▸ Collection entries:
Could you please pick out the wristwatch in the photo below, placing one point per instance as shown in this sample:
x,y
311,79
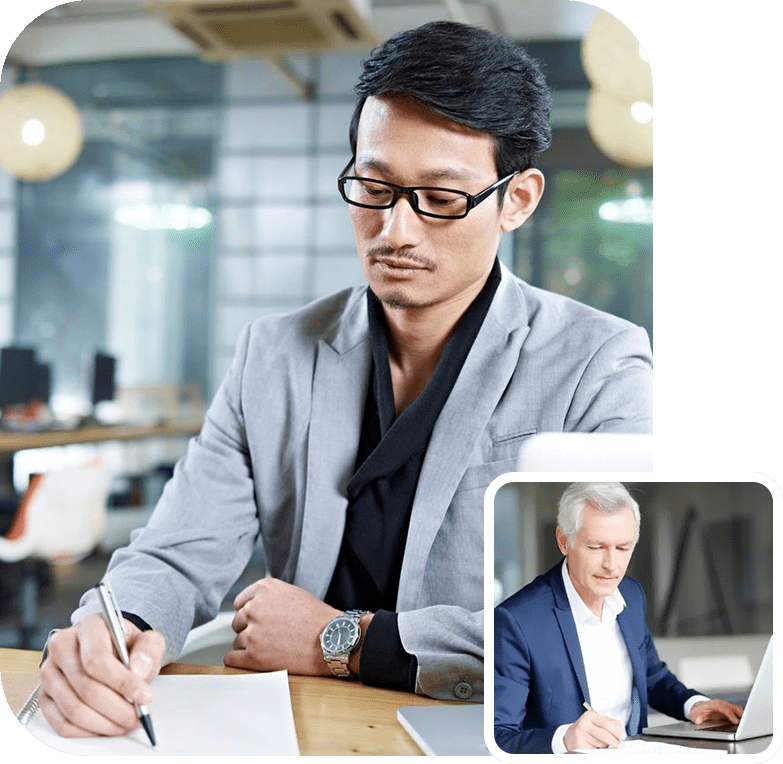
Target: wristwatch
x,y
340,638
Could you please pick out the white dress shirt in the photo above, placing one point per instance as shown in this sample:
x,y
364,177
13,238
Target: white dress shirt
x,y
605,657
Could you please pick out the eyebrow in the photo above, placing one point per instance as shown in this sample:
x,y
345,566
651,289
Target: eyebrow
x,y
443,173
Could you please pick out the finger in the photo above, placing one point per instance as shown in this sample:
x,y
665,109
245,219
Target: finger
x,y
245,595
98,661
240,621
601,738
56,720
612,726
240,641
607,730
240,659
64,666
69,711
146,654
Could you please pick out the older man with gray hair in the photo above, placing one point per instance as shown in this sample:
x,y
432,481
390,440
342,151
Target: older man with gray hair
x,y
575,666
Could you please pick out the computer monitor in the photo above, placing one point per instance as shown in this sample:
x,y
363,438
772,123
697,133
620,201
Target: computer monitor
x,y
17,376
103,387
42,383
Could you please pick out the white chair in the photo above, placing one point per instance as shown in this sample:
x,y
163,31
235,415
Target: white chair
x,y
61,519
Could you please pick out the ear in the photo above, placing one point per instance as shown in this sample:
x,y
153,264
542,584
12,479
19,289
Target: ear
x,y
562,541
522,196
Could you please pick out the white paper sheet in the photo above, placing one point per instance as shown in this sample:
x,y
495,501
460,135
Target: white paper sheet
x,y
650,746
200,715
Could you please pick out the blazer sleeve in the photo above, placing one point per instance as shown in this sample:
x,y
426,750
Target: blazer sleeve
x,y
448,644
665,692
614,394
177,570
512,690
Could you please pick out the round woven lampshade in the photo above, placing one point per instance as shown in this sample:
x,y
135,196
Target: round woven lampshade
x,y
614,61
622,131
41,132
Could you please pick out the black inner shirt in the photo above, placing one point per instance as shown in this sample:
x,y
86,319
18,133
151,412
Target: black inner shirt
x,y
391,452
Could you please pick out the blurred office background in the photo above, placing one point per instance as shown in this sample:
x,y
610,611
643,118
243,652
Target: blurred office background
x,y
704,559
205,196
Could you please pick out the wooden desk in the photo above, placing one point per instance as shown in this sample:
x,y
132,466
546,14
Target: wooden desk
x,y
17,441
332,716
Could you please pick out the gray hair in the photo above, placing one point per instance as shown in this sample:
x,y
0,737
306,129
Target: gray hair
x,y
607,497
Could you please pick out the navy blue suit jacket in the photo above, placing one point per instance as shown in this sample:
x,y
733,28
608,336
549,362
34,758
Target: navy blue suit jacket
x,y
540,680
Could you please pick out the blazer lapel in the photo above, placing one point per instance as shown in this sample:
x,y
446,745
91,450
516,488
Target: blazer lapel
x,y
474,397
341,376
624,620
565,620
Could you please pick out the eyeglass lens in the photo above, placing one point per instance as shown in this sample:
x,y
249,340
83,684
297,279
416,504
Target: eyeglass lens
x,y
434,201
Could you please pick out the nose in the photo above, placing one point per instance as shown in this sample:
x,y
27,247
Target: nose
x,y
402,225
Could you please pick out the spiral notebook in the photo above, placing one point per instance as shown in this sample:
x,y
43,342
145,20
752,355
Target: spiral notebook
x,y
198,715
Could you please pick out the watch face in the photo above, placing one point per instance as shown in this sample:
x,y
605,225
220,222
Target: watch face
x,y
340,635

▸ Problem statement:
Set down the material above as is, without any pictures.

▸ Solution:
Could you please pick out the wristwatch in the photo below, placing one point per instance as shown in this sample:
x,y
311,79
Target: wristwatch
x,y
340,638
Could you please pick out the white dress shirt in the photo above, placing one point per instance as shown in this sample:
x,y
364,177
13,238
Target: white dress shirt
x,y
605,657
Could you please pick out the eyebrow in the photo above, placing one point per instance as shown in this sample:
x,y
345,566
651,289
Target: eyebrow
x,y
443,173
Could you please pick out the finger in the photo above, placing one point per instance as shown in this sample:
x,y
665,109
245,219
Target: finger
x,y
245,595
98,661
240,621
601,738
56,720
612,726
240,641
607,730
240,659
64,666
69,711
146,654
Could you please pick out the older man with gray hair in the photo above, placing one point per instance as shown in this sample:
x,y
432,481
390,440
342,151
Target: older man with gray hair
x,y
575,666
Could you please pick out the computer monitor in the photo above, placing one point per instance as shown in this sample:
x,y
363,438
772,123
697,133
620,201
Target: computer monitor
x,y
17,376
103,387
42,383
Could you please pick out the white chair in the photo above, placing one point per instance as shown in this sample:
x,y
163,31
235,415
Target: white chair
x,y
61,519
Could you please pick out the ear in the photo above, placing one point per instance as shown in this sample:
x,y
153,264
542,584
12,479
19,289
Target: ear
x,y
562,541
522,196
Could you please pick out the white paper sheet in the photo above, placing one point per instance as shown in this sample:
x,y
495,501
460,135
Target: white paper sheet
x,y
650,746
200,715
Could you please pick out the blazer sleeve in the photo above, placing one point per instance as shown in this sample:
x,y
426,750
Target: blazer sleeve
x,y
448,644
665,692
614,394
177,570
512,690
Could you please pick out the round woven lampshade in the photo above, placing one point per instance as shown in this sample:
x,y
135,196
Target: round woven lampshade
x,y
614,61
622,131
41,132
Could you please pick out the black inner shirt in the photo above, placing one point per instance as shown in this sample:
x,y
86,319
18,133
151,412
Target: black inner shirt
x,y
391,452
Could you please pick out the blurred office background in the photo above, placing one point per instance as shown in this sample:
x,y
610,611
643,118
243,652
Target: blurred office background
x,y
704,559
205,196
Could you please pick out the wooden desk in the photo above, placing one point per instance as shown in this sample:
x,y
132,466
546,14
Target: wooden desk
x,y
17,441
332,716
Could you please pick out the gray hair in the photo above, placing one point per instance as shown in this sample:
x,y
0,737
306,129
Target: gray hair
x,y
607,497
Could you please pick out the navy blue suit jacket in the photo above, placing one point per instance as shown in this sample:
x,y
733,28
608,336
549,362
34,758
Target: navy blue suit jacket
x,y
540,680
Could you please pick out the blazer lapel in the photo above, placing one point per instance as shown in this sample:
x,y
446,745
91,450
516,488
Target: blazer lapel
x,y
474,397
341,376
624,620
565,620
Could you please pick out the eyeglass lens in the photo above, placing one point per instance as shown in this sample:
x,y
249,340
83,684
297,279
416,504
Target: eyeglass lens
x,y
434,201
Could you please pick out the nose in the photo above, placing one point per instance as shown in this sample:
x,y
27,247
Target: nose
x,y
402,225
Could you please pick out the spiral notebook in the photo above, placing one point per instance as shown in this sample:
x,y
43,342
145,20
752,355
Target: spiral notebook
x,y
198,715
Could you please pick out the watch face in the photo above, placing one point per instance as shown in this sample:
x,y
605,225
220,222
Target: watch face
x,y
340,635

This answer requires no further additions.